RAW RECORDS:
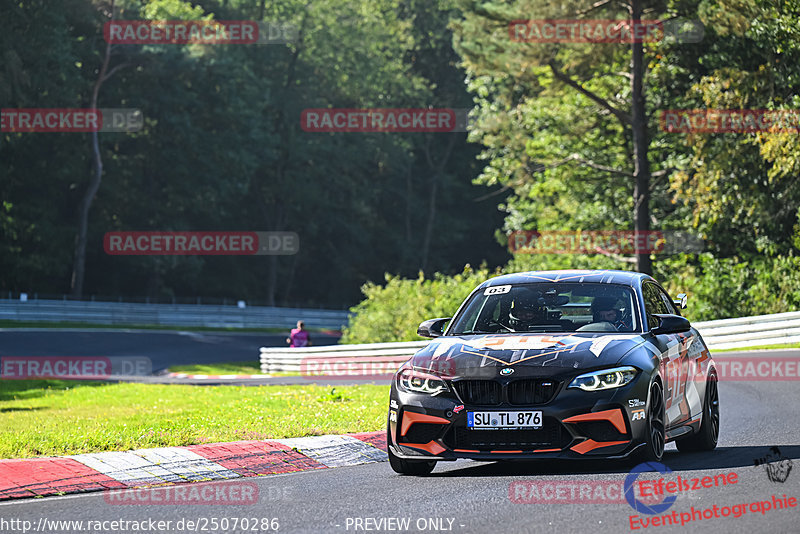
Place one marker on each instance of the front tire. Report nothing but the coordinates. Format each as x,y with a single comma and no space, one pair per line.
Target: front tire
706,437
653,450
407,467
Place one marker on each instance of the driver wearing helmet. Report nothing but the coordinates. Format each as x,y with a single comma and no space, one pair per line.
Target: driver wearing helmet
523,315
603,310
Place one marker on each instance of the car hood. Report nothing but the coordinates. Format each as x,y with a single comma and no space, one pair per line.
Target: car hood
527,354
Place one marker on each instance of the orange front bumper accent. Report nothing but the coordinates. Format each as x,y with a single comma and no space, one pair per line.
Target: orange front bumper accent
589,445
614,416
431,447
409,418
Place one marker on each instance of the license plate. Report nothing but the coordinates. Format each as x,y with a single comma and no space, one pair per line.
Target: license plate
491,420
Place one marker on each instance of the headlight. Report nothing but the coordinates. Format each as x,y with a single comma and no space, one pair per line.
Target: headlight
605,379
410,380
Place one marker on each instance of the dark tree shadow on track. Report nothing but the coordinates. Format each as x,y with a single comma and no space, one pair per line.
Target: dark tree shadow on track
720,458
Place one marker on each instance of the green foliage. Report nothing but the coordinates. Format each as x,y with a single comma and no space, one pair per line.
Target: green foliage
719,288
392,312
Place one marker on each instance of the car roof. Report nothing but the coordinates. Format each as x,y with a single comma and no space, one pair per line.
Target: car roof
570,275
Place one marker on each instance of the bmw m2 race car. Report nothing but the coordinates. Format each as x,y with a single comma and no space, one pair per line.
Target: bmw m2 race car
555,364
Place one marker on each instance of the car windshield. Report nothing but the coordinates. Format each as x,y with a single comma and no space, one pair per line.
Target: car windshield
548,307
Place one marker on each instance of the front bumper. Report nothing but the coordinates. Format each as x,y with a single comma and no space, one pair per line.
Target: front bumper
576,424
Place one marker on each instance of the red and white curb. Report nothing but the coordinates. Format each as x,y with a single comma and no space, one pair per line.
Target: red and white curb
174,465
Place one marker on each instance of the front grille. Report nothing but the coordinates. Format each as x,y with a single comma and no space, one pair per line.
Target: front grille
479,392
422,432
538,391
523,392
549,437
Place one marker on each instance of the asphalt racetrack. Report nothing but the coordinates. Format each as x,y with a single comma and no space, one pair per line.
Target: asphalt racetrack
494,497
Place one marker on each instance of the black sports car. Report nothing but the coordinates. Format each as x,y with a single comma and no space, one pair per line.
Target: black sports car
555,364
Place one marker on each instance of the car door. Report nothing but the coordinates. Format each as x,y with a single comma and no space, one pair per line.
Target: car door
673,355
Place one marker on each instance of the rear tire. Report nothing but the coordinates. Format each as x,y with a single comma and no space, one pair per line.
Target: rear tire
653,449
407,467
706,437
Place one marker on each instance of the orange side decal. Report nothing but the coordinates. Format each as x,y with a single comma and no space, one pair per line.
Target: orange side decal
590,445
614,416
409,418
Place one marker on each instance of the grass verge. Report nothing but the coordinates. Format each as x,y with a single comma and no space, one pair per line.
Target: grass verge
52,417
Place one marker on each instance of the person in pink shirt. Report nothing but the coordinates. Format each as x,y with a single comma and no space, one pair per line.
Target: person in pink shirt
299,336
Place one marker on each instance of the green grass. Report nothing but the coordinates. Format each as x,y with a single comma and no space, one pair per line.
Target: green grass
761,347
51,417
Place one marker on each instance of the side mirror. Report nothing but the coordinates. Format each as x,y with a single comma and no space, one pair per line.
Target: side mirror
432,327
671,324
680,300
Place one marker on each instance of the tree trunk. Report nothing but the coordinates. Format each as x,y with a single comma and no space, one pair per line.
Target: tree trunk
79,265
641,169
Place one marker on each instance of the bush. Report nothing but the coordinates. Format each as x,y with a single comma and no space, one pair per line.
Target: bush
718,288
392,312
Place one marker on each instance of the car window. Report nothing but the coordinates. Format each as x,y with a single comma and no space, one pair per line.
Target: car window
668,302
547,307
653,303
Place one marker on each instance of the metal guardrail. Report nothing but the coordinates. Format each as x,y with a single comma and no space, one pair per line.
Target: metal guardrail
742,332
126,314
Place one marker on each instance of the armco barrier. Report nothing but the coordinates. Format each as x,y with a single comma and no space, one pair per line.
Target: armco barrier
742,332
126,313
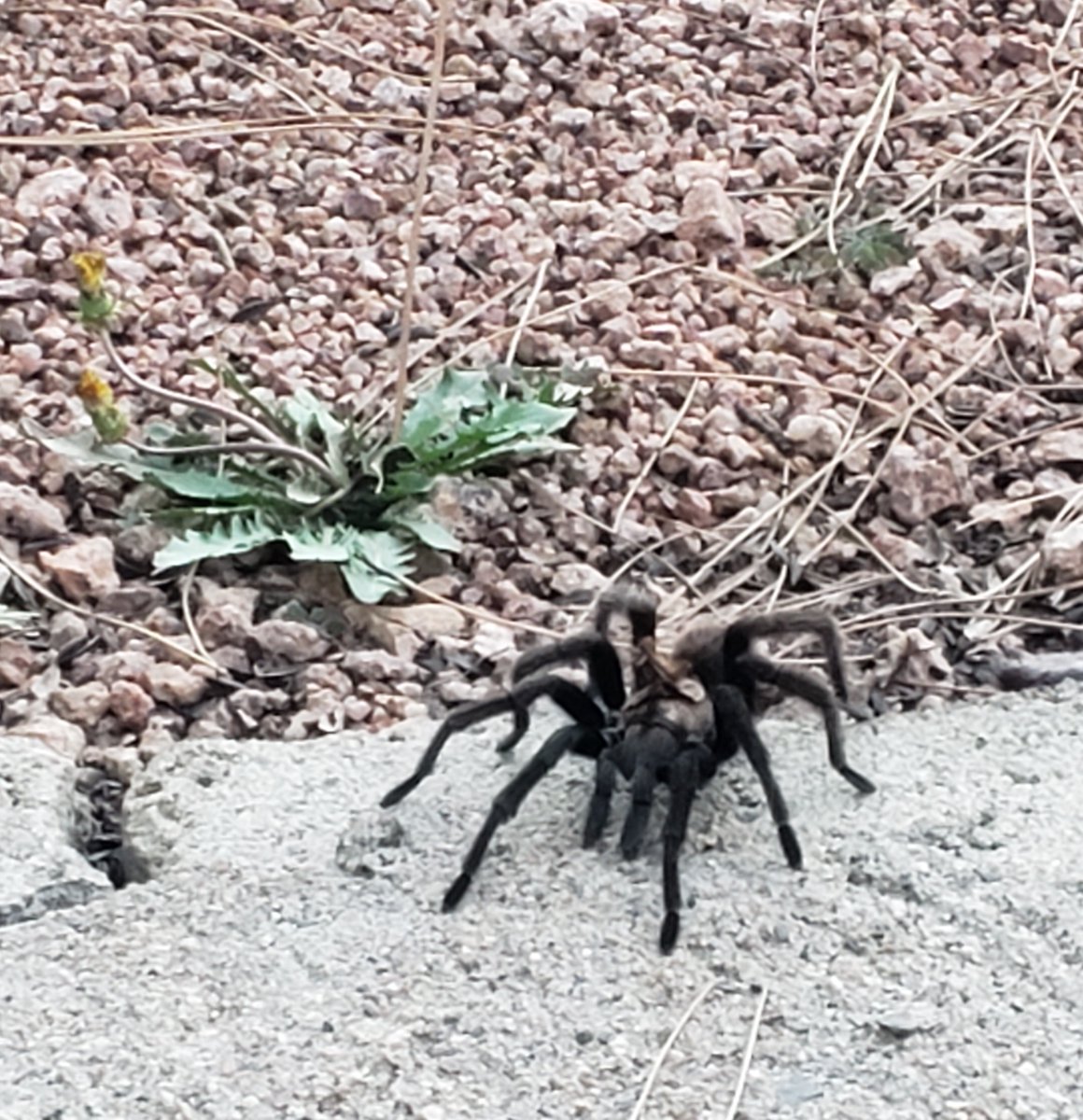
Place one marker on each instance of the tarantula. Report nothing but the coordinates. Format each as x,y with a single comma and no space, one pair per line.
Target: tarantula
660,734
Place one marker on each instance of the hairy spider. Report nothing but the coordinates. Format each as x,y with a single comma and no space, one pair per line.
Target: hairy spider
660,734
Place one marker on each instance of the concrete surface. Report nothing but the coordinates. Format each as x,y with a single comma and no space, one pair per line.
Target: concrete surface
288,958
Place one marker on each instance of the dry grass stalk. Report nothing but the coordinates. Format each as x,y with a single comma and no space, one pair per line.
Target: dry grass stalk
443,14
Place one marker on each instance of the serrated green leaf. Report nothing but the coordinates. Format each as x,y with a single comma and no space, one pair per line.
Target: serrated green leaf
200,485
377,565
222,540
437,412
319,543
83,447
426,527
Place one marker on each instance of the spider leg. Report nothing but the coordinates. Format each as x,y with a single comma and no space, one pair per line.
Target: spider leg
602,665
598,813
508,802
644,779
733,717
800,622
684,779
639,609
567,695
808,688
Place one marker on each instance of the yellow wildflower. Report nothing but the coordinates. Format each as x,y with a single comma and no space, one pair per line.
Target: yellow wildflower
93,390
95,393
91,269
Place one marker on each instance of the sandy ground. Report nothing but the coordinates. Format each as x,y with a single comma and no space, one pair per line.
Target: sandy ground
926,963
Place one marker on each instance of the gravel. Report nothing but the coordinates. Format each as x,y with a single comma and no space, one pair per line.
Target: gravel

PROBLEM REQUIREMENTS: Reproduce all of the records above word for word, leaving out the pictures.

EXERCISE SOLUTION:
Place one marker on each instance of the front tire. Report nothing but the coordinates. Format each as x,y with a single comma and no space, one pair per line.
Target: front tire
706,437
653,450
407,467
Place one marker on each instance of the driver wearing helmet. Report nothing but the coordinates. Format each as x,y with a single comma and no space, one pair per line.
Target: driver wearing helmet
523,315
603,310
Place one marker on each instance of the car hood. Report nothing but the coordinates. Format each as x,y with a single comma and no space, one pair per line.
Target: car hood
527,354
Place one marker on each instance of the orange front bumper accent. Report nothing but the coordinates. Format each as x,y with a single comma and no space, one pair per line.
Target: orange front bumper accent
589,445
614,416
431,447
409,418
Place one marker on each instance of the license plate. Report nothing but the coordinates. Format each as x,y with a single comma and no space, one pair per line.
Target: license plate
491,420
Place one marker on each instance of the headlight. Report nothing but the coordinates. Format each as x,y with a single comma and no space, one pair per line.
Target: headlight
605,379
410,380
Place one marker on each instance of the dark tree shadow on track. Report nothing but the coordinates. Format each as x,y with a single comma and no space, one pair per line.
Target: dark tree shadow on track
720,458
Place one marker on each instance of the green foliage. Report nothing but the coordinates. Format each as x,y with a single comma and no space, one pair per line.
Target: green foliage
719,288
392,312
Place one marker on each instance of the car roof. Report nothing but the coordinates. Format each as x,y with a single comma and no space, one pair per line.
Target: car roof
570,275
Place one marker on each instance of the bmw m2 race car. Report nothing but the coordinates. Format each as x,y with a single comma and no space, one pair per line.
Target: bmw m2 race car
555,364
Place one marker on each instance of the car windshield. Report nothing but the coordinates. Format each as x,y with a single comma and no space, one pair per line.
Target: car windshield
548,307
Place one marker on each instance of the front bumper. Report nothing but the coordinates. Format each as x,y with a single comma and no space, one pair per line.
Target: front bumper
576,424
Place one marker on each instance of the red and white curb. Report nothing but the coordinates. Format each as x,y with a single comma and no space, one pair per line.
Target: red and white curb
174,465
Place one marker on each instance of the front grille. Report nothing but the coordinates. Format each as x,y with a single comma and no space, one pair per line.
Target: front grille
479,392
422,432
538,391
523,392
549,437
Place one marker on each instance of the asphalt racetrack. Report nothing but the coordinates. Format each as x,y with a single comma and no space, one pair per line.
Target: asphalt racetrack
494,497
Place one marker on each instance of the black sports car. Report nothing but the coordinates. Format each as x,y with a single comma and no space, one pair per line.
Target: black sports car
555,364
Place one marker on each instance of the car door. Report nothing but the coordinates. Format each as x,y with a single comma and no space, one pair per line.
Target: car door
673,355
Place one marker on each instance of the rear tire. Report nothing but the coordinates. Format each as x,y with a single comma and no space, one pair per line.
Target: rear tire
653,449
407,467
706,437
Place one marker on each instance of the orange side decal. Report nothing but the coordinates. Format each as x,y with a single comma and no space, one pair per line.
Target: orange side decal
590,445
614,416
409,418
Place one marker on each instance of the grass verge. Report nothing but the coordinates. Format each as x,y with a single comma and no space, one pair per line.
Target: grass verge
52,417
Place one marker on each instance of the person in pink shirt. Report nothing but the coordinates. Format each as x,y with a single comma and no space, one pair per line.
Target: person in pink shirt
299,336
Place one marker on each instance of the green grass. Report nothing but the coordinates. Format each as x,y with a single comma and no space, one pair per line.
Target: green grass
761,347
51,417
Place one marker on each instance of the side mirror. Report nothing but the coordinates. Format each as x,y with a single comma and no space, one pair per line.
Target: side mirror
432,327
671,324
680,300
Place one marker on each instance of the tree trunk. Report nothing but the coordinates. Format each as x,y with a single comma and no space, one pair per line.
Target: tree trunk
79,265
641,169
Place one marker on each instance of the bush. Report nothing but the coordinates. Format each as x,y with a single comma and no space, one pair per line.
Target: bush
718,288
392,312
Place one marker on each instance of the car window. Report nothing but the coordinates. Format each as x,y with a single comma and no space, one pair per line.
Target: car window
668,302
547,307
653,303
Place one marker on each instance of the metal guardrail. Report nothing but the coordinates. Format each as x,y with a single comma and no space, one pair per line.
Target: metal guardrail
742,332
126,314
Place one marker on each instance of the armco barrier. Report nothing but the coordinates. Format each as x,y with a single comma and no space, one pair per line.
Target: armco barrier
742,332
126,313
Place one marker on each instance of the tarantula. Report nothing but the coordinates. Format each as x,y with a single comma and no space, one pair per line.
Target: tarantula
660,734
Place one marker on each instance of the hairy spider. Report nothing but the coordinates. Format each as x,y with a single comma and no space, one pair per line.
Target: hairy spider
660,734
Place one marker on each instance of the concrete surface. Report nothing but the coordinates. Format each as x,y with a single comma and no space, one pair per line.
Target: concrete surface
288,958
Place one marker on each instance of the dry grass stalk. Report nothing but the coordinates. Format each as x,y with a single comma and no space, one pair per line.
Target: dry grass stalk
443,14
Place one marker on each instance of the serrated green leaf. Report nothing but the coordinates. Format each as x,y with a single comma and no space, one pair per line.
Target: serrated green leaf
200,485
377,565
222,540
437,412
319,543
83,447
426,527
Place one marker on each instance of the spider leg. Report nothing but the coordinates. Format each as x,y with a single comma and no space, one pair per line.
Target: spider leg
602,665
598,813
508,802
644,779
733,717
800,622
684,779
639,609
567,695
808,688
Place one marker on each instance of the yellow wildflower. Report nothing but the coordinates. Format each as x,y with a single comma and no space, one pair per line.
Target: yellow wildflower
93,390
95,393
91,269
Place one marker on each instance of the sandy ground. Report nothing but the coordinates. Format each as x,y with a single comma and no space, one pair per line.
Target: sandy ground
926,963
Place one marker on each instance of the gravel. Report nothing but the coordinates. Format each as x,y with a single comma and no space, one pair per line.
Target: gravel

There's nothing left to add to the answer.